*Document text*.
Re: Is there a better way to write this?

Don't rely on Google translate, use Google search : ) (Although in this simple case, Google Translate doesn't epic fail.)

Literal translation:

http://www.recruit.jp/company/involvement/message/index.html wrote:

あなたの心に従おう

http://gogakuru.com/english/phrase/1851 wrote:

Follow your heart and it will lead you to the right answer.

*Task material*.
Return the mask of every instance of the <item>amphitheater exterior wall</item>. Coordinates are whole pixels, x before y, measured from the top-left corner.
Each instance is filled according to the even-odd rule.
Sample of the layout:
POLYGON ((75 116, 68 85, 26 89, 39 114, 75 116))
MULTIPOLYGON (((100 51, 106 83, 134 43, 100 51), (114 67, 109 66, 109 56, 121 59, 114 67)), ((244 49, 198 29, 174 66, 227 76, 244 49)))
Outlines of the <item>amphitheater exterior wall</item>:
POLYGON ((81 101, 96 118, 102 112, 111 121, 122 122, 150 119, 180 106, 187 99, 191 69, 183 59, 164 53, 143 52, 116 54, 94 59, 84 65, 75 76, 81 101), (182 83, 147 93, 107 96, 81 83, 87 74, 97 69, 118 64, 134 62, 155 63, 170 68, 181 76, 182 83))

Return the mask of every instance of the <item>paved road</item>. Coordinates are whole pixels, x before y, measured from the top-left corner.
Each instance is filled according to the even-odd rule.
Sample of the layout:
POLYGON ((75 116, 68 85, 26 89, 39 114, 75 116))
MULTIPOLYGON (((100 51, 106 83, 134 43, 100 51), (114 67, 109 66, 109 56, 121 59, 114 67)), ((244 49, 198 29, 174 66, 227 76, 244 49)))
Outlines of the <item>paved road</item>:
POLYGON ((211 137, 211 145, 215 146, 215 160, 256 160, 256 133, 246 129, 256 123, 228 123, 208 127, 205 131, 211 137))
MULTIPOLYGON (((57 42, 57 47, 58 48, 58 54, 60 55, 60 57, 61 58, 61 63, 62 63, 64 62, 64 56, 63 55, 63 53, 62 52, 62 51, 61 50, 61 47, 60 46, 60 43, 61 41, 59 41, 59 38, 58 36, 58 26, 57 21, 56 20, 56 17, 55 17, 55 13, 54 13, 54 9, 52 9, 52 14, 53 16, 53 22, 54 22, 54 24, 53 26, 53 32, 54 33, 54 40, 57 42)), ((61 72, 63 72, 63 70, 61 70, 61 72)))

*What to work on*.
1. According to the forum post, what should be used instead of relying on Google Translate?
2. Rewrite the records from their first line through the line containing "Outlines of the <item>amphitheater", replacing "whole" with "integer" and leaving everything else unchanged.
The records are unrelated to the forum post.

*Solutions per task*.
1. Google search.

2.
Return the mask of every instance of the <item>amphitheater exterior wall</item>. Coordinates are integer pixels, x before y, measured from the top-left corner.
Each instance is filled according to the even-odd rule.
Sample of the layout:
POLYGON ((75 116, 68 85, 26 89, 39 114, 75 116))
MULTIPOLYGON (((100 51, 106 83, 134 43, 100 51), (114 67, 109 66, 109 56, 121 59, 114 67)), ((244 49, 198 29, 174 66, 227 76, 244 49)))
Outlines of the <item>amphitheater exterior wall</item>:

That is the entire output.